Caminhamos para oito meses da promulgação da polêmica Lei de Proteção da Violência Doméstica e Familiar contra a mulher. Nos pretórios e nas Delegacias de Polícia muito ainda se discute sobre a amplitude e a validade de alguns dispositivos questionáveis da referida lei. Alguns a criticam por ser fruto do calor dos movimentos sociais de proteção à mulher, enquanto outros a elogiam por ser mais enérgica no trato da violência doméstica, protegendo a parte mais fraca de uma relação familiar.

Entre vários dispositivos que mereceriam especial análise, talvez o mais discutido tenha sido o da necessidade ou não de Representação da mulher, para se instaurar um procedimento pelo crime de Lesão Corporal oriundade Violência Doméstica. É desse imbricado tema, que doravante vamos tratar.                     

Deve ou não a Autoridade Policial colher a representação da vítima para poder autuar o marido agressor? Com a regência dada pelos novos dispositivos legais permaneceria a necessidade dessa condição de procedibilidade? Fortalecidas vozes se enfrentam nos dois sentidos, dando-nos a impressão de que o assunto só se pacificará após a pronúncia final dos Tribunais Superiores, no caso, creio, principalmente do Superior Tribunal de Justiça, guardião da legislação federal.

Parece-nos, e é o que se passa a defender, que a melhor exegese e interpretação da lei, deve ser a que entende que o crime de Lesão Corporal praticado contra a Mulher, em situação que faça se encaixar na Lei de Proteção à Violência Doméstica, continua sendo condicionado à representação da vítima. Nesse sentido, sigam a linha de raciocínio que passo a expor.

 Referida lei nasceu de um conhecido movimento de valorização e proteção da mulher, encabeçado pelas seguintes entidades não governamentais: ADVOCACI, AGENDE, CEPIA, CFEMEA, IPÊ/CLADEM e THEMIS, entre outras.  É conseqüência também do estudo de especialistas como Ela Wiecko, Ester Kosovisk, Leilah Borges, Rosane Reis, Simone Diniz e Wania Pasinato, citadas apenas como exemplos, para que o registro honorífico não seja injusto. Tais “forças” apresentaram um anteprojeto de lei de violência doméstica[2], que foi encaminhado ao Congresso Nacional.

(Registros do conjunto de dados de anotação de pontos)
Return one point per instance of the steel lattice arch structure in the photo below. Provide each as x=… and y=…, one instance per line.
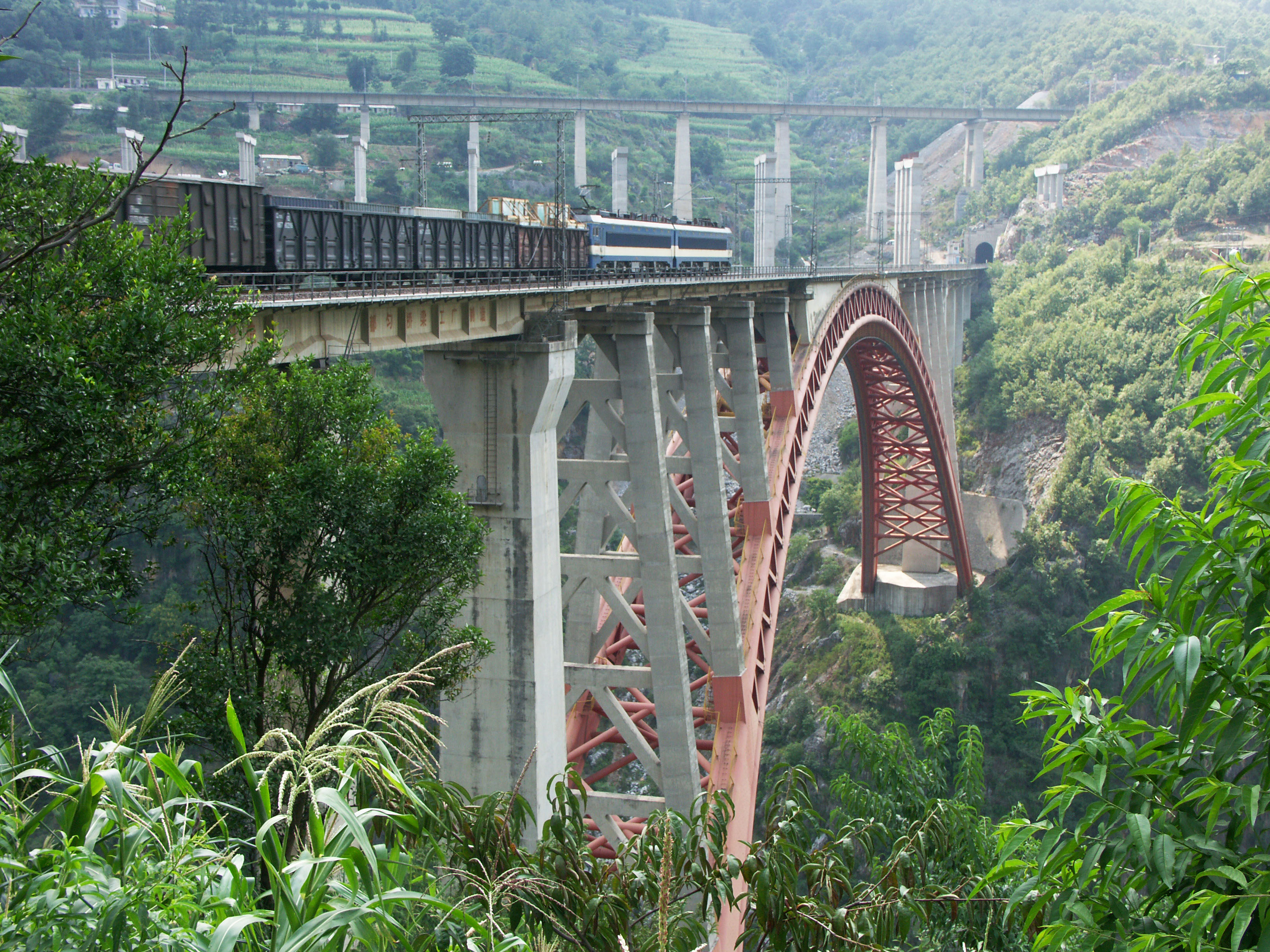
x=700, y=728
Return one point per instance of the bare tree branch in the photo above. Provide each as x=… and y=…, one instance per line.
x=21, y=27
x=72, y=230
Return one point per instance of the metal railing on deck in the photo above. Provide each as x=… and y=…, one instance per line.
x=298, y=287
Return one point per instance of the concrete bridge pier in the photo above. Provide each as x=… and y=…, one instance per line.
x=682, y=202
x=620, y=189
x=784, y=191
x=875, y=201
x=580, y=149
x=765, y=210
x=909, y=212
x=247, y=158
x=360, y=171
x=128, y=150
x=1049, y=186
x=972, y=160
x=498, y=403
x=473, y=165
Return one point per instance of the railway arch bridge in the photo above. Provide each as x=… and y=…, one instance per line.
x=642, y=655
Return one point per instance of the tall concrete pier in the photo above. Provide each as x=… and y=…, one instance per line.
x=473, y=165
x=580, y=149
x=360, y=171
x=909, y=211
x=765, y=210
x=621, y=195
x=972, y=157
x=500, y=402
x=875, y=201
x=784, y=192
x=682, y=202
x=247, y=158
x=1049, y=184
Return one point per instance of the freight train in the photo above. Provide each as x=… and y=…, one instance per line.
x=242, y=230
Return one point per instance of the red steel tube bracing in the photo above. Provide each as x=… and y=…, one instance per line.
x=910, y=497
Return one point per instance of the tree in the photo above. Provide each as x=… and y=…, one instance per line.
x=317, y=117
x=388, y=187
x=458, y=59
x=407, y=59
x=446, y=28
x=709, y=155
x=361, y=72
x=1158, y=832
x=326, y=152
x=895, y=867
x=337, y=550
x=47, y=114
x=101, y=402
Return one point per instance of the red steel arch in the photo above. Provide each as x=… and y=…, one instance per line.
x=910, y=497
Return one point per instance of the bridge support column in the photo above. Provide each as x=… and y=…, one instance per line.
x=972, y=160
x=784, y=191
x=580, y=149
x=1049, y=186
x=765, y=211
x=909, y=212
x=938, y=308
x=773, y=318
x=875, y=202
x=689, y=334
x=498, y=403
x=473, y=165
x=640, y=582
x=682, y=203
x=247, y=158
x=621, y=200
x=360, y=171
x=742, y=394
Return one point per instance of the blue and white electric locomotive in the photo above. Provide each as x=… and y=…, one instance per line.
x=631, y=244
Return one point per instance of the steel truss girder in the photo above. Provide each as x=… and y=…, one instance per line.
x=910, y=497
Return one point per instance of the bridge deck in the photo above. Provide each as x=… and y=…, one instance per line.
x=479, y=103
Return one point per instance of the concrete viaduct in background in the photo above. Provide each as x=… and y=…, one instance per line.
x=776, y=167
x=644, y=653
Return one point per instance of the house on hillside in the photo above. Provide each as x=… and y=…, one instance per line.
x=115, y=10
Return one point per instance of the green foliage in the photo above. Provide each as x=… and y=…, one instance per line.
x=797, y=549
x=347, y=843
x=361, y=70
x=841, y=503
x=869, y=880
x=337, y=549
x=388, y=187
x=102, y=409
x=47, y=114
x=708, y=157
x=1158, y=817
x=849, y=442
x=812, y=489
x=1084, y=338
x=446, y=28
x=458, y=59
x=326, y=153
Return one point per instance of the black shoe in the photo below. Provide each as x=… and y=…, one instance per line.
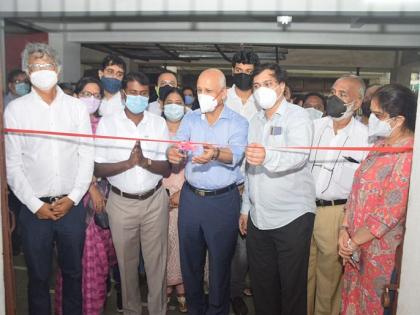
x=239, y=307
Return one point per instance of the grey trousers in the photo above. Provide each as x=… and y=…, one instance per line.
x=141, y=221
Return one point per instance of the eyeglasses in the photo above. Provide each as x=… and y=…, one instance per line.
x=90, y=94
x=41, y=66
x=239, y=70
x=116, y=74
x=269, y=84
x=144, y=93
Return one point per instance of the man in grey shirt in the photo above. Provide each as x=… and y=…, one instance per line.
x=279, y=197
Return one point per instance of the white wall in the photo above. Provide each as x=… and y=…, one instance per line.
x=409, y=294
x=69, y=54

> Enunciado da tarefa: Segundo o trecho sobre a Lei de Proteção da Violência Doméstica, qual tribunal deverá, principalmente, pacificar a controvérsia sobre a necessidade de representação da vítima?

> Resposta esperada: O Superior Tribunal de Justiça, guardião da legislação federal.